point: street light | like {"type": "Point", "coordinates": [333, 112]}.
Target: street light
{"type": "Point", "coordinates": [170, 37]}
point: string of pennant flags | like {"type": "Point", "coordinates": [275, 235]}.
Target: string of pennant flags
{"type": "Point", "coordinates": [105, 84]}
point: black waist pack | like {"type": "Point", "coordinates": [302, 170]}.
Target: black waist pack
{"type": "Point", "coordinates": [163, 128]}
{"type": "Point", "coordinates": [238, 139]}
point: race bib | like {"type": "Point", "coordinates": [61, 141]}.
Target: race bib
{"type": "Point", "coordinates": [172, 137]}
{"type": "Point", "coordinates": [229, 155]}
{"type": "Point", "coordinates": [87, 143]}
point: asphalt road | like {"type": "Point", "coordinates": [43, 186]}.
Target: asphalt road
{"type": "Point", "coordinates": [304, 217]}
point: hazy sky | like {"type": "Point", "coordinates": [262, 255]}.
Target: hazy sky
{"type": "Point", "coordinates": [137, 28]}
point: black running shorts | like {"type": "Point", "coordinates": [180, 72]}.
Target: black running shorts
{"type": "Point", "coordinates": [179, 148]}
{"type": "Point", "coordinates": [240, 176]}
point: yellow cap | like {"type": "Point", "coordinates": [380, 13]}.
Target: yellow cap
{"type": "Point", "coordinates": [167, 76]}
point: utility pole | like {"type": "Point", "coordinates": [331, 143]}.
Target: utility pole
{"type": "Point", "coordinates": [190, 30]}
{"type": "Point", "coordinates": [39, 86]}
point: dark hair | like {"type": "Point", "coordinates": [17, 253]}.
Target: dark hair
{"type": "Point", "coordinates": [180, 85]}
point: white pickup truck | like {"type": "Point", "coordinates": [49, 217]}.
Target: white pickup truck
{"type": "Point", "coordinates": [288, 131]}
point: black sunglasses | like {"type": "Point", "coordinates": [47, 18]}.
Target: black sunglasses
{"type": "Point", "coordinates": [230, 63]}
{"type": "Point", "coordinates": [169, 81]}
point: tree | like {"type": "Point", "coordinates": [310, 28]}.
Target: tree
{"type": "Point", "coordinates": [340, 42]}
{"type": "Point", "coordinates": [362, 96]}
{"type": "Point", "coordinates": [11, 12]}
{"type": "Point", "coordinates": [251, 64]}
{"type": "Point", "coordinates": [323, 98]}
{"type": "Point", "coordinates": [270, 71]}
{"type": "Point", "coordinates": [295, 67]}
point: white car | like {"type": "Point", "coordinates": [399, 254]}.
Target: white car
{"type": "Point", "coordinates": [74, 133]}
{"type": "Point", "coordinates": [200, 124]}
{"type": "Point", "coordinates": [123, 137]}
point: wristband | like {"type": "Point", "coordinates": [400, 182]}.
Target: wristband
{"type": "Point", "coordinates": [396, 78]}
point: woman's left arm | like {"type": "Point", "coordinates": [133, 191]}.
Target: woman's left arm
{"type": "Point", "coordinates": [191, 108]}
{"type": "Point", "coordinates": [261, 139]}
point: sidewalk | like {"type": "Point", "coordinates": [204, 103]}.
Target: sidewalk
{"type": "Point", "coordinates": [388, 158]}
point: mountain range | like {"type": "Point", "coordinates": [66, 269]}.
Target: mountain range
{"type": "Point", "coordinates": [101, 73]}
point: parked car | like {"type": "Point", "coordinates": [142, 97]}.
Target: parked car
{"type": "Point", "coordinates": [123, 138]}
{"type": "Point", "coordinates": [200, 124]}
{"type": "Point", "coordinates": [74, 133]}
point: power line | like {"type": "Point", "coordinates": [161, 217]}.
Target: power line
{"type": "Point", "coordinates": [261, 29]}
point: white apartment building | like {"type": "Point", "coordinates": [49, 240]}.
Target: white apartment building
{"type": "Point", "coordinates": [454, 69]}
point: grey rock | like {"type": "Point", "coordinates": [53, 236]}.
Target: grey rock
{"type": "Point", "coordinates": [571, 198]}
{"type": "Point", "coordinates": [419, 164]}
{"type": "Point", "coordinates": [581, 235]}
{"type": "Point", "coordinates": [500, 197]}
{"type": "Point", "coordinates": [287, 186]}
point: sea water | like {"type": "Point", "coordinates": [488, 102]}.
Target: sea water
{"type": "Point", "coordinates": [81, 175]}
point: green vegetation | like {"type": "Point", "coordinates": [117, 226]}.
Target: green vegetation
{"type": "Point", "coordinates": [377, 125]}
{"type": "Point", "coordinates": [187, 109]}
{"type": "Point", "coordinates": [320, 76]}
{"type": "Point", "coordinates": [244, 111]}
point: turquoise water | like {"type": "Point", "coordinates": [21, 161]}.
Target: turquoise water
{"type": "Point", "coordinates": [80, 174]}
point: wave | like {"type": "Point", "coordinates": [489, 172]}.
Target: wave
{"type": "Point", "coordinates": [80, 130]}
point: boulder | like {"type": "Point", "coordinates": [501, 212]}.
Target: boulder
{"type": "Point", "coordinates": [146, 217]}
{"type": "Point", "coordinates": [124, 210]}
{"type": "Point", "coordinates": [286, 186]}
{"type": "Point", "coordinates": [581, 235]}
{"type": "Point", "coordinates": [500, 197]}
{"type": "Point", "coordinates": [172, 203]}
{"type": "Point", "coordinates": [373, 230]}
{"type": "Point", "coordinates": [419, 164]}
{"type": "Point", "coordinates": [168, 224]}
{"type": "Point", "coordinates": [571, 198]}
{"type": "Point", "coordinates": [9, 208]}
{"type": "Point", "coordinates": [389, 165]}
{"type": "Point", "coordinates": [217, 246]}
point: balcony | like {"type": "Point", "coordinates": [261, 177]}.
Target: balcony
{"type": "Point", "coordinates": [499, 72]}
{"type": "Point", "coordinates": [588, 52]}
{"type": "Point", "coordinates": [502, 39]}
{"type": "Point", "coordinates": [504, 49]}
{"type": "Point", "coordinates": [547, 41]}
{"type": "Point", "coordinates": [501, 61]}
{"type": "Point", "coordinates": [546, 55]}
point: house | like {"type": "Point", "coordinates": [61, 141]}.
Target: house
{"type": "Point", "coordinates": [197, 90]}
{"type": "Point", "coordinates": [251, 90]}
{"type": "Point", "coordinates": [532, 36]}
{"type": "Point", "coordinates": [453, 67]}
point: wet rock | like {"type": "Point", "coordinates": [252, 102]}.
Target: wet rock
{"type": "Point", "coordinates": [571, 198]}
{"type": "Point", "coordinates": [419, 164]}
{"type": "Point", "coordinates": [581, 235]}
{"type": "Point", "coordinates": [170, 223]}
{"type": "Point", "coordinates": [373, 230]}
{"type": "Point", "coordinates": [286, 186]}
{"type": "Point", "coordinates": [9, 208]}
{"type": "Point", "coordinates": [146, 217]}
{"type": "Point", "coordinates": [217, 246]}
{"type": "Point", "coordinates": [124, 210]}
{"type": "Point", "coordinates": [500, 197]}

- DO THIS -
Reproduce every entry shown above, precisely as it stands.

- ANSWER TO THE TASK -
point: street light | like {"type": "Point", "coordinates": [333, 112]}.
Target: street light
{"type": "Point", "coordinates": [170, 37]}
point: string of pennant flags | like {"type": "Point", "coordinates": [275, 235]}.
Target: string of pennant flags
{"type": "Point", "coordinates": [105, 84]}
point: black waist pack | like {"type": "Point", "coordinates": [302, 170]}.
Target: black waist pack
{"type": "Point", "coordinates": [163, 128]}
{"type": "Point", "coordinates": [238, 139]}
point: race bib | like {"type": "Point", "coordinates": [61, 141]}.
Target: race bib
{"type": "Point", "coordinates": [172, 137]}
{"type": "Point", "coordinates": [229, 155]}
{"type": "Point", "coordinates": [87, 143]}
point: asphalt road | like {"type": "Point", "coordinates": [43, 186]}.
Target: asphalt road
{"type": "Point", "coordinates": [304, 217]}
point: hazy sky | like {"type": "Point", "coordinates": [262, 255]}.
Target: hazy sky
{"type": "Point", "coordinates": [137, 28]}
point: black running shorts | like {"type": "Point", "coordinates": [180, 72]}.
Target: black running shorts
{"type": "Point", "coordinates": [179, 148]}
{"type": "Point", "coordinates": [240, 176]}
point: yellow cap | like {"type": "Point", "coordinates": [380, 13]}.
Target: yellow cap
{"type": "Point", "coordinates": [167, 76]}
point: utility pole | like {"type": "Point", "coordinates": [331, 143]}.
Target: utility pole
{"type": "Point", "coordinates": [190, 30]}
{"type": "Point", "coordinates": [39, 86]}
point: dark hair | like {"type": "Point", "coordinates": [17, 253]}.
Target: dark hair
{"type": "Point", "coordinates": [180, 85]}
point: white pickup truck | like {"type": "Point", "coordinates": [49, 217]}.
Target: white pickup truck
{"type": "Point", "coordinates": [288, 131]}
point: black sunglasses | like {"type": "Point", "coordinates": [47, 18]}.
Target: black sunglasses
{"type": "Point", "coordinates": [230, 63]}
{"type": "Point", "coordinates": [169, 81]}
point: tree | like {"type": "Point", "coordinates": [310, 28]}.
Target: tree
{"type": "Point", "coordinates": [340, 42]}
{"type": "Point", "coordinates": [362, 96]}
{"type": "Point", "coordinates": [11, 12]}
{"type": "Point", "coordinates": [251, 64]}
{"type": "Point", "coordinates": [323, 98]}
{"type": "Point", "coordinates": [270, 71]}
{"type": "Point", "coordinates": [295, 67]}
point: white car | like {"type": "Point", "coordinates": [399, 254]}.
Target: white car
{"type": "Point", "coordinates": [74, 133]}
{"type": "Point", "coordinates": [200, 124]}
{"type": "Point", "coordinates": [123, 137]}
point: wristband | like {"type": "Point", "coordinates": [400, 182]}.
Target: wristband
{"type": "Point", "coordinates": [396, 78]}
point: woman's left arm | like {"type": "Point", "coordinates": [133, 191]}.
Target: woman's left arm
{"type": "Point", "coordinates": [191, 108]}
{"type": "Point", "coordinates": [261, 139]}
point: sidewalk | like {"type": "Point", "coordinates": [204, 103]}.
Target: sidewalk
{"type": "Point", "coordinates": [388, 158]}
point: mountain range | like {"type": "Point", "coordinates": [66, 269]}.
Target: mountain range
{"type": "Point", "coordinates": [101, 73]}
point: parked car | like {"type": "Point", "coordinates": [142, 97]}.
Target: parked car
{"type": "Point", "coordinates": [123, 138]}
{"type": "Point", "coordinates": [200, 124]}
{"type": "Point", "coordinates": [74, 133]}
point: power line | like {"type": "Point", "coordinates": [161, 217]}.
Target: power line
{"type": "Point", "coordinates": [261, 29]}
point: white apartment building | like {"type": "Point", "coordinates": [49, 240]}.
Target: white apartment building
{"type": "Point", "coordinates": [454, 69]}
point: grey rock | like {"type": "Point", "coordinates": [53, 236]}.
Target: grey rock
{"type": "Point", "coordinates": [571, 198]}
{"type": "Point", "coordinates": [419, 164]}
{"type": "Point", "coordinates": [581, 235]}
{"type": "Point", "coordinates": [500, 197]}
{"type": "Point", "coordinates": [287, 186]}
point: sea water | like {"type": "Point", "coordinates": [488, 102]}.
Target: sea water
{"type": "Point", "coordinates": [81, 175]}
point: green vegetation | like {"type": "Point", "coordinates": [117, 226]}.
Target: green vegetation
{"type": "Point", "coordinates": [377, 125]}
{"type": "Point", "coordinates": [187, 109]}
{"type": "Point", "coordinates": [320, 76]}
{"type": "Point", "coordinates": [244, 111]}
point: turquoise water | like {"type": "Point", "coordinates": [21, 161]}.
Target: turquoise water
{"type": "Point", "coordinates": [80, 174]}
point: wave | like {"type": "Point", "coordinates": [489, 172]}.
Target: wave
{"type": "Point", "coordinates": [80, 130]}
point: boulder | like {"type": "Point", "coordinates": [501, 212]}.
Target: boulder
{"type": "Point", "coordinates": [146, 217]}
{"type": "Point", "coordinates": [124, 210]}
{"type": "Point", "coordinates": [286, 186]}
{"type": "Point", "coordinates": [581, 235]}
{"type": "Point", "coordinates": [500, 197]}
{"type": "Point", "coordinates": [172, 203]}
{"type": "Point", "coordinates": [373, 230]}
{"type": "Point", "coordinates": [419, 164]}
{"type": "Point", "coordinates": [168, 224]}
{"type": "Point", "coordinates": [571, 198]}
{"type": "Point", "coordinates": [9, 208]}
{"type": "Point", "coordinates": [389, 165]}
{"type": "Point", "coordinates": [217, 246]}
point: balcony | like {"type": "Point", "coordinates": [261, 177]}.
Target: balcony
{"type": "Point", "coordinates": [499, 72]}
{"type": "Point", "coordinates": [588, 52]}
{"type": "Point", "coordinates": [502, 39]}
{"type": "Point", "coordinates": [504, 49]}
{"type": "Point", "coordinates": [547, 41]}
{"type": "Point", "coordinates": [501, 61]}
{"type": "Point", "coordinates": [546, 55]}
point: house | like {"type": "Point", "coordinates": [61, 141]}.
Target: house
{"type": "Point", "coordinates": [197, 90]}
{"type": "Point", "coordinates": [251, 90]}
{"type": "Point", "coordinates": [532, 36]}
{"type": "Point", "coordinates": [453, 67]}
point: wet rock | like {"type": "Point", "coordinates": [252, 102]}.
Target: wet rock
{"type": "Point", "coordinates": [571, 198]}
{"type": "Point", "coordinates": [419, 164]}
{"type": "Point", "coordinates": [581, 235]}
{"type": "Point", "coordinates": [170, 223]}
{"type": "Point", "coordinates": [373, 230]}
{"type": "Point", "coordinates": [286, 186]}
{"type": "Point", "coordinates": [9, 208]}
{"type": "Point", "coordinates": [146, 217]}
{"type": "Point", "coordinates": [217, 246]}
{"type": "Point", "coordinates": [124, 210]}
{"type": "Point", "coordinates": [500, 197]}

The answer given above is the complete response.